§ **Text**
..............................

No restaurant in America has brought Israeli cooking to the front burner more than Zahav in Philadelphia. A decade in, a co-owner looks back at the highs, lows, and 134,409 orders of pomegranate lamb shoulder.
When Zahav began in the spring of 2008, it may have seemed like a curious time to open an upscale Israeli restaurant in Philadelphia. The country was in the middle of the worst financial crisis since the Great Depression, and people weren’t exactly flush with cash to spend at restaurants whose food they couldn’t pronounce.
On the other hand, there were signs that good things were on the way. That fall, the Phillies won the World Series and Barack Obama was elected president. Anything seemed possible. Even a restaurant like Zahav.
But when we swung open the doors on May 3, 2008, was there a sizzling demand from customers for Balkan-style mackerel or pickled labneh? Sadly, no.
Ten years later, it’s easy to take Zahav’s success—or the wide acceptance and growing adoration of Israeli cuisine in general, for that matter—for granted. My partner, chef Michael Solomonov, would go on to win James Beard Awards in 2011 and 2017. But during its first year, Zahav was seemingly often weeks away from being a footnote in Philadelphia restaurant history: yet another critical success that just couldn’t figure out how to stay in business.
We made a lot of mistakes. A lot. But we were up against something bigger than our own incompetence. People simply did not understand what Israeli cuisine was. And at the time, I’m not sure we knew exactly ourselves.
In 2008, Israeli food in America was largely designated as falafel and shawarma, often in the hands of Israeli businessmen catering to a relatively insular kosher market. Yotam Ottolenghi was a few years away from becoming a household name with the release of his book Jerusalem in the fall of 2012. The legions of Israeli-inflected restaurants around the country that have now created an actual trend—from Balaboosta to Kismet to Nur (shoutout to Taboon in NYC, which predates us all!)—wouldn’t burst onto the scene for several more years.
And so in this vacuum of Israeli food in America, the void was filled with clichés along with the widely held belief that Israeli food equals Middle Eastern food.
The reality is much more complicated—and amazing. For two millennia, Jews have been wandering the earth, embracing the culture and cuisine of their local hosts, adapting it to their religious and dietary needs, and transmitting the results at each stop along the way. The establishment of Israel as a country in 1948 created a repository for all of these traditions.

..............................

§ **Data lines**
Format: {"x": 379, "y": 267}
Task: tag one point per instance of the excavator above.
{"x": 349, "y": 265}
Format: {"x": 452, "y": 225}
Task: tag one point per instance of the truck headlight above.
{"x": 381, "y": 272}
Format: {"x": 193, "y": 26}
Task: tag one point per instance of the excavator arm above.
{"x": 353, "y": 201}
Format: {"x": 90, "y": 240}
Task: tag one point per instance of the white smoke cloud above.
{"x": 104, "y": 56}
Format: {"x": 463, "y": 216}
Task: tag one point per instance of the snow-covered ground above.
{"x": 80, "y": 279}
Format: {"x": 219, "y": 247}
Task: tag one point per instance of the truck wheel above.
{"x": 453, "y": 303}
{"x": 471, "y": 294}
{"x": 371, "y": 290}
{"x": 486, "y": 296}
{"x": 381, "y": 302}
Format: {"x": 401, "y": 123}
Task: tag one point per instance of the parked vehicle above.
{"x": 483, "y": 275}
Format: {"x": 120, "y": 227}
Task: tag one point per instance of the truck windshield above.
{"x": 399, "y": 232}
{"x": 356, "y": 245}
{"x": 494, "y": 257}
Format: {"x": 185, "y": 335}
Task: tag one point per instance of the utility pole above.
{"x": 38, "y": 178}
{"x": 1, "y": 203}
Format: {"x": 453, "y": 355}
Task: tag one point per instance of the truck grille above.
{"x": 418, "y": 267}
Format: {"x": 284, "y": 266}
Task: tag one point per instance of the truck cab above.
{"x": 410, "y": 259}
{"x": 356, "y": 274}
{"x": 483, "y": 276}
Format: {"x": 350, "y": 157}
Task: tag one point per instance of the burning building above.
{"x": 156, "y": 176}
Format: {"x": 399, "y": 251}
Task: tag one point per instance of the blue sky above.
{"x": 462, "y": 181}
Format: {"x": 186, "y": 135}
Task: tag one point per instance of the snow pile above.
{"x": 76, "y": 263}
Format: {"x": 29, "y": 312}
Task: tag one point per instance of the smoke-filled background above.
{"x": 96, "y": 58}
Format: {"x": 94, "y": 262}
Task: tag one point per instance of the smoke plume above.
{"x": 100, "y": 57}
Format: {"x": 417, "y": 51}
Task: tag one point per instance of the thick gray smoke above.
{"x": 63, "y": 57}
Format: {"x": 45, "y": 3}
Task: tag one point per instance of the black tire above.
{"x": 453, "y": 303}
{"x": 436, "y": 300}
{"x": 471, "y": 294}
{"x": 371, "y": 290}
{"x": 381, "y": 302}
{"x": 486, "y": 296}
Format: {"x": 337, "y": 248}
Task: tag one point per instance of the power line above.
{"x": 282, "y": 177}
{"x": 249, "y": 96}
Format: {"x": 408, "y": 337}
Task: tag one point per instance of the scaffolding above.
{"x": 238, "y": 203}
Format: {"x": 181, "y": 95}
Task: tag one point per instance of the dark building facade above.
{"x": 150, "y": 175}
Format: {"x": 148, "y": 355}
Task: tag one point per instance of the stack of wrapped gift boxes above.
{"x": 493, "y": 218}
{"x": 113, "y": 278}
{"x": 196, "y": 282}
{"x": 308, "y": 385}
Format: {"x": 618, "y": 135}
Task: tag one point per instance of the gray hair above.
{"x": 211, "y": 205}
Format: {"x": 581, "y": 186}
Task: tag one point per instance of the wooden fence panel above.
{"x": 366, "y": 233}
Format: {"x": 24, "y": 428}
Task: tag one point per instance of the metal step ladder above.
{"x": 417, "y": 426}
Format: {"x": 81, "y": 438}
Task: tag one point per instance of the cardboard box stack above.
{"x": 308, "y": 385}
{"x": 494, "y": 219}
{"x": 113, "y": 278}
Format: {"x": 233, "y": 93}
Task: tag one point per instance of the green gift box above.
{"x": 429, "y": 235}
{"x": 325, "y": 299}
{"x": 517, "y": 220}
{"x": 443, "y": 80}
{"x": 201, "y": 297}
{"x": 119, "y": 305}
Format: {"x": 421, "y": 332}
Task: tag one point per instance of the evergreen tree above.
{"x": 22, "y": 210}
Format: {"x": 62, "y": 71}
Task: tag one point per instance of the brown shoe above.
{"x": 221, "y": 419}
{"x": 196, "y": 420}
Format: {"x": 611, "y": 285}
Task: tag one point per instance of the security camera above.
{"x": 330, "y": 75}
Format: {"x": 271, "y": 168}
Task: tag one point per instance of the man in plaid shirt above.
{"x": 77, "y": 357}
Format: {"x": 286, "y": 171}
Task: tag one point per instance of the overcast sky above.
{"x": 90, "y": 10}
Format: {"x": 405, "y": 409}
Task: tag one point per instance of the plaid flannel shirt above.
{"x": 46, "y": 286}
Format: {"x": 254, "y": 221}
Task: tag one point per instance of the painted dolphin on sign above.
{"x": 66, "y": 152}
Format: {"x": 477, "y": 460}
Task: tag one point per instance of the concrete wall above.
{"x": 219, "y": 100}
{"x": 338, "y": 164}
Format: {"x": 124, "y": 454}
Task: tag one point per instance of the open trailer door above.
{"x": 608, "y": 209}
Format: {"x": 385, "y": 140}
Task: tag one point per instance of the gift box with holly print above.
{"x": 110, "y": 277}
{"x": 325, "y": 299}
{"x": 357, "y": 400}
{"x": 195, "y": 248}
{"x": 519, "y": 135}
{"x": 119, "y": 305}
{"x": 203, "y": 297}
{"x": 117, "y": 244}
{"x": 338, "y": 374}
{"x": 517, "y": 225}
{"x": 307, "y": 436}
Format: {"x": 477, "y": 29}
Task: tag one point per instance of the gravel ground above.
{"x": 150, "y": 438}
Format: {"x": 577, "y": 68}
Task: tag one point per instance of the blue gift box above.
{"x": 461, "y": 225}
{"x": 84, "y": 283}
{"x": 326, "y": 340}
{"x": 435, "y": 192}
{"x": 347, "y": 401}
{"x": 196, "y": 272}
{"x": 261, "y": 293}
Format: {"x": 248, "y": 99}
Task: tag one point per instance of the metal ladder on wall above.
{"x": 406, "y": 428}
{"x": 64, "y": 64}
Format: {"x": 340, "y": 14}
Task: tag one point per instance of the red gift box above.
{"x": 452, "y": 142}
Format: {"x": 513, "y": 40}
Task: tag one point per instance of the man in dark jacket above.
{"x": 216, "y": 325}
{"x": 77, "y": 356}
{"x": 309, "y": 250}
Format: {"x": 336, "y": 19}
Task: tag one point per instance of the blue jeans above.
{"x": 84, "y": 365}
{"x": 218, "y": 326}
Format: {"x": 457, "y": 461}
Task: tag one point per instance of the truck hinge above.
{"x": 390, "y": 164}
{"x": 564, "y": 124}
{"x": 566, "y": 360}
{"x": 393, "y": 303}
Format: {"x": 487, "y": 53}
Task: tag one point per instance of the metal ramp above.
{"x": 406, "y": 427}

..............................

§ **Stated exercise 1**
Sum up the text about Zahav in two sentences.
§ **Stated exercise 2**
Copy out the part of the text about Zahav from "In 2008, Israeli" to "Middle Eastern food.".

§ **Answer 1**
Zahav, an upscale Israeli restaurant in Philadelphia, opened on May 3, 2008, in the middle of the worst financial crisis since the Great Depression, and during its first year it often seemed weeks away from closing. A co-owner says the bigger problem was that people did not understand Israeli cuisine, which in America was then mostly thought of as falafel and shawarma and widely taken to equal Middle Eastern food, though it actually draws on traditions Jews gathered over two millennia of wandering.

§ **Answer 2**
In 2008, Israeli food in America was largely designated as falafel and shawarma, often in the hands of Israeli businessmen catering to a relatively insular kosher market. Yotam Ottolenghi was a few years away from becoming a household name with the release of his book Jerusalem in the fall of 2012. The legions of Israeli-inflected restaurants around the country that have now created an actual trend—from Balaboosta to Kismet to Nur (shoutout to Taboon in NYC, which predates us all!)—wouldn’t burst onto the scene for several more years.
And so in this vacuum of Israeli food in America, the void was filled with clichés along with the widely held belief that Israeli food equals Middle Eastern food.